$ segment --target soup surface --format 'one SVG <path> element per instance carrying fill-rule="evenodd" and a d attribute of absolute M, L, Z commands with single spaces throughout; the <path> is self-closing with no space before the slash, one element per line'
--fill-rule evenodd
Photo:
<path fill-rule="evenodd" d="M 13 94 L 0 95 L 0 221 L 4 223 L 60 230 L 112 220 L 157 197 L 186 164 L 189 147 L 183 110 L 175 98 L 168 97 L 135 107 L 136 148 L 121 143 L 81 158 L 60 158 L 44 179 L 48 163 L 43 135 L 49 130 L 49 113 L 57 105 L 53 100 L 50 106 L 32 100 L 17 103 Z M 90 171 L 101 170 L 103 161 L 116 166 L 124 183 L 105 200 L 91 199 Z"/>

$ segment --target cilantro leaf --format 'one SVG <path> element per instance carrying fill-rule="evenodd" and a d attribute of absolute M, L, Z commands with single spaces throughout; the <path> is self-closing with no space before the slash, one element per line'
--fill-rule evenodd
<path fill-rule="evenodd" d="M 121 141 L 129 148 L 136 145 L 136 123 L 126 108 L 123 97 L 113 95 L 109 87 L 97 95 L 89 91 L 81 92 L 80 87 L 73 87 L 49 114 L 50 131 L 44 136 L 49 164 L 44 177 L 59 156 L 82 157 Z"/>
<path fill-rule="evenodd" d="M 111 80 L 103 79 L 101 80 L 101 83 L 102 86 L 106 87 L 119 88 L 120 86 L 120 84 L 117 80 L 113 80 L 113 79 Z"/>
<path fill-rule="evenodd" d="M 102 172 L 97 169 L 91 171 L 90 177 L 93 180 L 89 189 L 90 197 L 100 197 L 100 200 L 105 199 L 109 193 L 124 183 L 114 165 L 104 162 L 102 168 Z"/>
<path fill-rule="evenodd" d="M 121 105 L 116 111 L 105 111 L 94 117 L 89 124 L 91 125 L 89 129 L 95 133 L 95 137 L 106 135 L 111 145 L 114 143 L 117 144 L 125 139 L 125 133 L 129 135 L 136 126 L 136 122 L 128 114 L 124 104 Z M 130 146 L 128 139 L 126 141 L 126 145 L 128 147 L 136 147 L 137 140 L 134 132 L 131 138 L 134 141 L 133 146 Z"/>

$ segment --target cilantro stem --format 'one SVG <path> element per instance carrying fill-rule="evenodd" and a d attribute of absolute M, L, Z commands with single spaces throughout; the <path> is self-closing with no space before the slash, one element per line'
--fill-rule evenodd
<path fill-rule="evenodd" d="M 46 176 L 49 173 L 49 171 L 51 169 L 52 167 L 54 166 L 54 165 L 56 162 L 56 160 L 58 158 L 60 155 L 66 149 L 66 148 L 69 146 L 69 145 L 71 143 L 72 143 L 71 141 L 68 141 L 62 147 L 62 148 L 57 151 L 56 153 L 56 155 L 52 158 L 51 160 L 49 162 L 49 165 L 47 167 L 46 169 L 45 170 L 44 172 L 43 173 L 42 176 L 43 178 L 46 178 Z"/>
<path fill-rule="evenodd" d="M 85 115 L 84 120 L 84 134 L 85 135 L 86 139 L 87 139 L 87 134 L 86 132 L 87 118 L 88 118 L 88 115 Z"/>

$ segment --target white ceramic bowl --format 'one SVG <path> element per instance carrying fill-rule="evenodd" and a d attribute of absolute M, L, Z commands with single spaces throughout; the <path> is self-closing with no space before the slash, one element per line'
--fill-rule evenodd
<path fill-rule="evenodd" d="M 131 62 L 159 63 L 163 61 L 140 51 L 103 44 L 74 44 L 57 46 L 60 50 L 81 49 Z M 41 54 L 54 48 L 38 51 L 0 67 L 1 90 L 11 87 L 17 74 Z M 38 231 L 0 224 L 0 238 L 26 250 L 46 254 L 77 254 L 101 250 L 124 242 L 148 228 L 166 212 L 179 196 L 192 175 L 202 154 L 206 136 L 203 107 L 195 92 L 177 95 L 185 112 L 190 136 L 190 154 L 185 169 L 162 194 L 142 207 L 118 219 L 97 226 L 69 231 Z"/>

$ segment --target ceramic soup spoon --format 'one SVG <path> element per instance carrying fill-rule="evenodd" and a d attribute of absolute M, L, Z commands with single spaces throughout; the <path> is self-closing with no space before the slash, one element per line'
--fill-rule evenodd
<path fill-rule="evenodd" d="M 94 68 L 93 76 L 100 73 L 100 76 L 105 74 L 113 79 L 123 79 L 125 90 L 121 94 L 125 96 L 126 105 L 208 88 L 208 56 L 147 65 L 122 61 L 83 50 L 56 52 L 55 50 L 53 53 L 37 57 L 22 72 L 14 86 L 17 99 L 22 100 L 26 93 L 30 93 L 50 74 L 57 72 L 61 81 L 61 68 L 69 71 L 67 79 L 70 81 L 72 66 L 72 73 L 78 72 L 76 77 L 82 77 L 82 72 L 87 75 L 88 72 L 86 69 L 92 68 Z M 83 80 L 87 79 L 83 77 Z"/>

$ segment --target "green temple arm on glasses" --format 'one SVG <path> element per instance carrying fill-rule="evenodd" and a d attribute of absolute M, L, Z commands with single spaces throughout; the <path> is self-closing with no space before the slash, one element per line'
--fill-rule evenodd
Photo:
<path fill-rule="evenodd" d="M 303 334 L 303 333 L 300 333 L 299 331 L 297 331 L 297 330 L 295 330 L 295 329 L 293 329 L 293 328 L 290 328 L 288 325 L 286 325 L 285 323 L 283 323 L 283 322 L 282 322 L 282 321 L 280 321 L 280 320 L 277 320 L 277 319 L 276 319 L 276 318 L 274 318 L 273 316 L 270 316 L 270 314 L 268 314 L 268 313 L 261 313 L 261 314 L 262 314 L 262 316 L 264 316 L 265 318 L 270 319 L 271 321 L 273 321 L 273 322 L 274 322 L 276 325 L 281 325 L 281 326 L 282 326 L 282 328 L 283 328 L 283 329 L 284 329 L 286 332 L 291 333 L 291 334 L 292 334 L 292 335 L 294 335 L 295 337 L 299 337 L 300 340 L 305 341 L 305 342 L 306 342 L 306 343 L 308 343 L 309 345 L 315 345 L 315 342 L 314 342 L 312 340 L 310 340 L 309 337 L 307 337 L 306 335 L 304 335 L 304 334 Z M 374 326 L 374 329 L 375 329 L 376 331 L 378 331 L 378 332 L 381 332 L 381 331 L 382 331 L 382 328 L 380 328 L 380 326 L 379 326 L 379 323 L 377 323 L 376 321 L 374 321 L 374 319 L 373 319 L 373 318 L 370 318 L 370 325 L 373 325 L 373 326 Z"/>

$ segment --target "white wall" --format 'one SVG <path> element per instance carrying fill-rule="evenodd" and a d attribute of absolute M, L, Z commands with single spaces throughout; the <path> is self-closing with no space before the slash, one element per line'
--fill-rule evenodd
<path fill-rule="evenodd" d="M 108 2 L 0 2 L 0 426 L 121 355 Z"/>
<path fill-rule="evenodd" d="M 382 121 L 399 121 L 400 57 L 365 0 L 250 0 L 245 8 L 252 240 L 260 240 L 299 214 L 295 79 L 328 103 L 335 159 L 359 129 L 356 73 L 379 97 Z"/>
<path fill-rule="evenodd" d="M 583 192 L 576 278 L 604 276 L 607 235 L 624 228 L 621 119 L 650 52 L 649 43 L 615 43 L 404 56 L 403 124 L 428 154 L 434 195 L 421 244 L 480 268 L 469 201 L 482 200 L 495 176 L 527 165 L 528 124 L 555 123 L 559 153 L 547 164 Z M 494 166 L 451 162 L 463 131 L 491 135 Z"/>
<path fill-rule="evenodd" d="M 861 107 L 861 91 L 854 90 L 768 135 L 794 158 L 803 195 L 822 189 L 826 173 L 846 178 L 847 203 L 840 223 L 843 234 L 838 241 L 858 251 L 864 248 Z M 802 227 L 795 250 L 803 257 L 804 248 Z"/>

-*-*-

* _WORK INSTRUCTIONS_
Reproduce verbatim the lines above, from the line containing "segment --target white" through the line containing "131 62 L 159", both included.

* _COMPLETE ANSWER_
$ segment --target white ceramic bowl --format 'one SVG <path> element per instance carrying fill-rule="evenodd" and a d attribute of absolute M, L, Z commands with single spaces throughout; the <path> is self-closing with no space before the slash, one element per line'
--fill-rule evenodd
<path fill-rule="evenodd" d="M 131 62 L 159 63 L 163 61 L 140 51 L 103 44 L 74 44 L 57 46 L 60 50 L 81 49 Z M 41 54 L 54 48 L 38 51 L 0 67 L 1 90 L 11 87 L 17 74 Z M 38 231 L 0 224 L 0 238 L 26 250 L 46 254 L 77 254 L 101 250 L 124 242 L 148 228 L 166 212 L 179 196 L 192 175 L 202 154 L 206 136 L 203 107 L 195 92 L 177 95 L 185 112 L 190 136 L 190 154 L 185 169 L 162 194 L 142 207 L 118 219 L 97 226 L 69 231 Z"/>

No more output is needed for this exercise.